== Stored dataset entries ==
## start
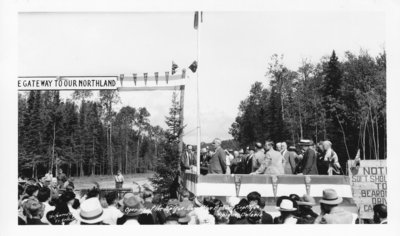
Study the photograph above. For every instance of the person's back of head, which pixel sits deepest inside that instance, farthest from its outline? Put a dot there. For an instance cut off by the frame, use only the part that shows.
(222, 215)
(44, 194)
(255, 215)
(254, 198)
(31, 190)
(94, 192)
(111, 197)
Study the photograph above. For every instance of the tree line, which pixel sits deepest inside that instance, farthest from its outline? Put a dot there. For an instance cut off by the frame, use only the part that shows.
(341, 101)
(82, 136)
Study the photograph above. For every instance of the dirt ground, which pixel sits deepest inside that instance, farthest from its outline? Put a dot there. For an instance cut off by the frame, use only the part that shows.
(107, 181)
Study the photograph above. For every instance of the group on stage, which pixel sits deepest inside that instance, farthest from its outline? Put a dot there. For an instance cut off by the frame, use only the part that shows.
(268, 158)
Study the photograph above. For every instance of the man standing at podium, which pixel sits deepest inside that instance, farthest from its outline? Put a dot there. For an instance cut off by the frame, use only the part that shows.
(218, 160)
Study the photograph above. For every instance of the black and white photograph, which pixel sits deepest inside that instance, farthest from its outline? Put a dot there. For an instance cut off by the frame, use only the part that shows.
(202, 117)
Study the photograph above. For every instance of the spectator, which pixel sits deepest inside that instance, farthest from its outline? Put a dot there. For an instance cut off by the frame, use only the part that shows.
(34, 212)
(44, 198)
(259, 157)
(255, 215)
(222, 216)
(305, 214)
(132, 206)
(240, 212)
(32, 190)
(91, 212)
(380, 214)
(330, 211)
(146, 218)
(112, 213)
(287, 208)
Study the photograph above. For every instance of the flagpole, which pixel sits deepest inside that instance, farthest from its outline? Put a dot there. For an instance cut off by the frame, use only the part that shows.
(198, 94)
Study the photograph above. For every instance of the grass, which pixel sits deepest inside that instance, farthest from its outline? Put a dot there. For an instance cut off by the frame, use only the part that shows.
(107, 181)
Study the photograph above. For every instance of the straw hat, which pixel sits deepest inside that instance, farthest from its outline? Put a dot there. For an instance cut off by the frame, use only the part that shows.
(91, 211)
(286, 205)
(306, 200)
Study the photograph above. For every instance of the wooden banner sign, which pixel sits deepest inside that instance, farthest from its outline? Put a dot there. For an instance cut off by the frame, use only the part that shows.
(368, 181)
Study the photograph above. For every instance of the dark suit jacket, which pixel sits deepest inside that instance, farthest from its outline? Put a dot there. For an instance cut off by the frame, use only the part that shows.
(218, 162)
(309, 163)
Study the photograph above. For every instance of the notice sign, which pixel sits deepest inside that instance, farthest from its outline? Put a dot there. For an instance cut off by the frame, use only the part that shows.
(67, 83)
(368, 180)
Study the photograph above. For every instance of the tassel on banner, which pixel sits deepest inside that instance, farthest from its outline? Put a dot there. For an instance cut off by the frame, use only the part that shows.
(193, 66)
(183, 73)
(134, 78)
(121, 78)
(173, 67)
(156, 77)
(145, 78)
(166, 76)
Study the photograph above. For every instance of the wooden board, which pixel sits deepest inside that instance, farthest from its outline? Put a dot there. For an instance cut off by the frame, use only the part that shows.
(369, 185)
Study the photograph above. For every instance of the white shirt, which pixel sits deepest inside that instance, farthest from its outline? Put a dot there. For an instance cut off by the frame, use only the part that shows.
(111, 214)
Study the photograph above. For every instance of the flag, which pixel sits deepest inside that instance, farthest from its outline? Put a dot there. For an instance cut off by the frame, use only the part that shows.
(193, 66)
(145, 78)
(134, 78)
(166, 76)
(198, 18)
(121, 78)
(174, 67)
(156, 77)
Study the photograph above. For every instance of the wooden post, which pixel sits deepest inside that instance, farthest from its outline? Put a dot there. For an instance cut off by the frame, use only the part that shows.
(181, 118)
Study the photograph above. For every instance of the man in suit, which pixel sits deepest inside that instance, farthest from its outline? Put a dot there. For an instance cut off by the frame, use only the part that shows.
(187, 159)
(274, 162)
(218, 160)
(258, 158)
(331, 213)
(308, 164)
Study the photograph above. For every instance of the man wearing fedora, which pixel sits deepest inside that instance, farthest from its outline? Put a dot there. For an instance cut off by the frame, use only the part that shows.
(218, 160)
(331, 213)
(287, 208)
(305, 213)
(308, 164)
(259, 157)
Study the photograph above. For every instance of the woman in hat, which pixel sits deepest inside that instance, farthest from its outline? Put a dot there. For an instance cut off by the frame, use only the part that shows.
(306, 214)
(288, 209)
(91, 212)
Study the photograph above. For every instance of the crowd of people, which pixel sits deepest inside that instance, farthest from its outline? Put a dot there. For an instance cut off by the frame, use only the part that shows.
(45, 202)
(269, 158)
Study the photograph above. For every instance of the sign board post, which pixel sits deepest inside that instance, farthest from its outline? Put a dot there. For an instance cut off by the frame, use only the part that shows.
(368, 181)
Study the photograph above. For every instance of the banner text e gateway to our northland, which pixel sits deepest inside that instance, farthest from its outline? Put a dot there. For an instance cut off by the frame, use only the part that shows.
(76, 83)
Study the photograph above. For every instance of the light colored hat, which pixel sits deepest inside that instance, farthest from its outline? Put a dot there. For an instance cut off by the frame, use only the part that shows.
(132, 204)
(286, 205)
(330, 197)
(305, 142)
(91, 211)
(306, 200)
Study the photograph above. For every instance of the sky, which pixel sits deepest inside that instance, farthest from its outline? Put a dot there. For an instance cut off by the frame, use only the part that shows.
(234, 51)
## end
Can you express the records as a Markdown table with columns Row and Line, beginning with the line that contains "Study the photograph above. For every instance of the banner" and continuing through the end of the records, both ends included, with one numbered row per line and blank lines left out?

| Row | Line |
|---|---|
| 1 | Study the photograph above. For every instance of the banner text e gateway to our northland, which pixel sits deepest inside that instance, farthest from its outline? Put a dot there. For an instance cut off by the frame, use only the part that shows. |
| 2 | (76, 83) |
| 3 | Study the photograph above. For every instance of the light colored hat, which pixel sits deepest inside that instance, farthest from its outline? Put a dot there. For an instance cut off by the frame, use only the part that shows. |
| 4 | (132, 204) |
| 5 | (286, 205) |
| 6 | (330, 197) |
| 7 | (305, 142) |
| 8 | (91, 211) |
| 9 | (306, 200) |
| 10 | Study the photograph above. For every instance of the sky, which pixel sits deepest inside that instance, farthest from its outline? Put a dot there. For an instance cut off by the frame, use only the part that shows. |
| 11 | (234, 51) |